* _TESTO DEL DOCUMENTO_:
+++

Si inaugura domenica 7 aprile la mostra di Francesco Giannuzzi “KIKKO” . L’appuntamento è alle ore 18.00 alla sala della Gran Guardia a Portoferraio.
Una prima assoluta del giovane artista che vive e lavora all’Elba e che fino ad oggi ha sempre esitato a mostrarsi perché le sue opere sono espressione delle sue piu intime sensazioni e lasciano trapelare attraverso l’uso di colori vivaci e forme inaspettate i dubbi e le paure di un’intera generazione. Una generazione segnata dalla precarietà assoluta.
Articolo sulla mostra dalla giornalista Terry Marocco, Panorama:
L’arte ha sempre oscillato tra normalità e follia. Borderline, confine sottile, impalpabile, terra di frontiera che lambisce i capolavori dei grandi. Così lo sguardo cerchiato di verde e gli occhi persi degli autoritratti di Vincent van Gogh o gli incubi notturni popolati di mostri, pipistrelli e creature evanescenti di Francisco Goya. Borderline, il genio bruciato troppo in fretta di Jean Michel Basquiat e il genio sublime di Francis Bacon, con i suoi papi urlanti, dalle bocche spalancate, fameliche, annegate nel colore. Bacon scriveva: «Ho sempre sognato di dipingere il sorriso, ma non ci sono mai riuscito». Le sue figure deformate provano angoscia e solitudine, corpi spezzati, irriconoscibili. Per andare a fondo del dolore c’è bisogno di astrazione. E così il tornare a un’arte che ricorda i disegni infantili è un viaggio all’indietro al proprio inizio, alle radici della sofferenza.
Nei lavori di Kikko Giannuzzi questo percorso diventa evidente, e nel suo tratto sottile, elegante c’è un ritorno a un disegno infantile, che ricorda gli incubi dei bambini.
Si sente la lezione dei grandi, reinterpretata con una semplicità che diventa inquietudine. Oscilla tra un’ansia sottile e la rappresentazione di una normalità per nulla rassicurante: come la casa annegata in un cielo blu China. Blu è anche il diavolo, rappresentato come un oscuro uccello o forse come uno dei Gormiti. Blu è l’abito di “Papa Razzinger”, quasi impiccato nelle sue vesti imponenti. Il colore blu diventa filo conduttore della mostra, blu ancora è l’autostrada del sole e nel blu si spegne il fuoco.
Il poetico “Io e te” raffigura un dialogo tra figure che non si toccano, ma sono molto vicine, e quasi sorridenti.
Una figura rossa in “Senza Titolo” appare come una creatura marina, ma di un mare affatto tranquillo.

+++

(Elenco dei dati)
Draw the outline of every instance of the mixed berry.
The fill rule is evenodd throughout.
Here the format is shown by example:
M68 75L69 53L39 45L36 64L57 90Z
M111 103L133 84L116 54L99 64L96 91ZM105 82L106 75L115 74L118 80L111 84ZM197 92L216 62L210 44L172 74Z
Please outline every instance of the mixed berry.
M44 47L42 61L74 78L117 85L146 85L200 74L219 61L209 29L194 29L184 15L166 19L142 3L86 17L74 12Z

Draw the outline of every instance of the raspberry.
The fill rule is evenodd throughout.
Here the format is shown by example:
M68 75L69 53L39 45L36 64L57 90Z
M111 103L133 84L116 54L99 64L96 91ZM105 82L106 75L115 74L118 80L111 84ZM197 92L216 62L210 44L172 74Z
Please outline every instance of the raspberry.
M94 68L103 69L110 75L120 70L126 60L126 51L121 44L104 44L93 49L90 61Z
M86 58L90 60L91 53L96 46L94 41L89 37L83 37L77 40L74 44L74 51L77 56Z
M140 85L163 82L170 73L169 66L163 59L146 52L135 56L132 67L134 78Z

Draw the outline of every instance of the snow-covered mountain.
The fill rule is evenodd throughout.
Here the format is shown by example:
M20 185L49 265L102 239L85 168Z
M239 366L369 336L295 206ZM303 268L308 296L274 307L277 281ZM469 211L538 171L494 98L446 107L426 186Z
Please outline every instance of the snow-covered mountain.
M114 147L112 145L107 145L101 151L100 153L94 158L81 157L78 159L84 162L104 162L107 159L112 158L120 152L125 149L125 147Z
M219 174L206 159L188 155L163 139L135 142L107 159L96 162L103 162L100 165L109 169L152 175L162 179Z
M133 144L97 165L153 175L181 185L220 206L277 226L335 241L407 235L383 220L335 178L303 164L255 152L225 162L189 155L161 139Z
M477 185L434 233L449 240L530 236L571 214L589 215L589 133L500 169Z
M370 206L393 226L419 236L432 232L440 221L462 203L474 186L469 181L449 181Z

+++

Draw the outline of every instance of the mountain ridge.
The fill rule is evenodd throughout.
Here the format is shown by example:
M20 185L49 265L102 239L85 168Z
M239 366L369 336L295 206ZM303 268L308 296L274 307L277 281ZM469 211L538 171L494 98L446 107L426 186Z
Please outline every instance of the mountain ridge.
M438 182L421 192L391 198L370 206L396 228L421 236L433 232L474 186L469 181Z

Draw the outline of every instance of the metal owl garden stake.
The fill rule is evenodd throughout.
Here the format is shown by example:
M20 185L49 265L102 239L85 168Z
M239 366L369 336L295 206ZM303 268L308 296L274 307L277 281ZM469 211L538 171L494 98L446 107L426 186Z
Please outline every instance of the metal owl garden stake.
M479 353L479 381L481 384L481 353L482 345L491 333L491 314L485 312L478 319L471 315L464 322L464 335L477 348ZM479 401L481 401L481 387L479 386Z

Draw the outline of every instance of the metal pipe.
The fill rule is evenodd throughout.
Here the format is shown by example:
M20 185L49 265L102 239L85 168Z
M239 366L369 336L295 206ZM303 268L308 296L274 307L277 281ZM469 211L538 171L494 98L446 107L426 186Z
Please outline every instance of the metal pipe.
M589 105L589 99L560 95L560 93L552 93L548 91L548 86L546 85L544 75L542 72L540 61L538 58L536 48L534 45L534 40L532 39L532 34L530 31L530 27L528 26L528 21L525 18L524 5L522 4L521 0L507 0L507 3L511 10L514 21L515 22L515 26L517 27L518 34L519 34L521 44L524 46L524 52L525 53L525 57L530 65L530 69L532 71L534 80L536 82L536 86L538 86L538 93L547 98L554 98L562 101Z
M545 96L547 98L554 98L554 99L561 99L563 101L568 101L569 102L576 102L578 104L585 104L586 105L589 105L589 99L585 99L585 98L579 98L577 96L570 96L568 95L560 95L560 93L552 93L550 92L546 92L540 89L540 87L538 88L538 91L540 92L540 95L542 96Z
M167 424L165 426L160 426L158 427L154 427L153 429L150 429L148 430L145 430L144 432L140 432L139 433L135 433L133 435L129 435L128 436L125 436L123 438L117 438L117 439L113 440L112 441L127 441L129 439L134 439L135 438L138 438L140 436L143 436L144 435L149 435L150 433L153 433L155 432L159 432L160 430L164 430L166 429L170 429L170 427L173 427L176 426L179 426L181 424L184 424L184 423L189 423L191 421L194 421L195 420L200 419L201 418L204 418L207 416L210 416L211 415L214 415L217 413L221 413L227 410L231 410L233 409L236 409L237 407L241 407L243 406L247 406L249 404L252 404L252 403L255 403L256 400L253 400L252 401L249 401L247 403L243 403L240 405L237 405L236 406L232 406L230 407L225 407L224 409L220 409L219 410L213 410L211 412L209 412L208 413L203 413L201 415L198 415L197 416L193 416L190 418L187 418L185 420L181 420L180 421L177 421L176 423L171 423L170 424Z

+++

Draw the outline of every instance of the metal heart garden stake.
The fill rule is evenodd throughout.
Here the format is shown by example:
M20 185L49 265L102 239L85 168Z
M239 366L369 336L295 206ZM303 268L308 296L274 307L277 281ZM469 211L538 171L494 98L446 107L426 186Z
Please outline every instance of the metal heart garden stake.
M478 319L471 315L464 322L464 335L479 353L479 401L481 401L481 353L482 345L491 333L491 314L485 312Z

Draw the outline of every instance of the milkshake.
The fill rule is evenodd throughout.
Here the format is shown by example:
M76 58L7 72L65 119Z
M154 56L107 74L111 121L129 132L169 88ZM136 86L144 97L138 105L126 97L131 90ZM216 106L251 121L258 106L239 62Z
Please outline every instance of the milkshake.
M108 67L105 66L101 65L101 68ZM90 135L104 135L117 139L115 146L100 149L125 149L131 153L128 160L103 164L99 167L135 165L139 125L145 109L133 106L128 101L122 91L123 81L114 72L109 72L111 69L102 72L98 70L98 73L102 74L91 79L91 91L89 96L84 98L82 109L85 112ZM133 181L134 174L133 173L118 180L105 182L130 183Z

+++

Nel testo sulla mostra, elenca tutti gli artisti nominati nel paragrafo che inizia con «L’arte ha sempre oscillato».

* _RISPOSTA CORRETTA_:
Vincent van Gogh, Francisco Goya, Jean Michel Basquiat e Francis Bacon.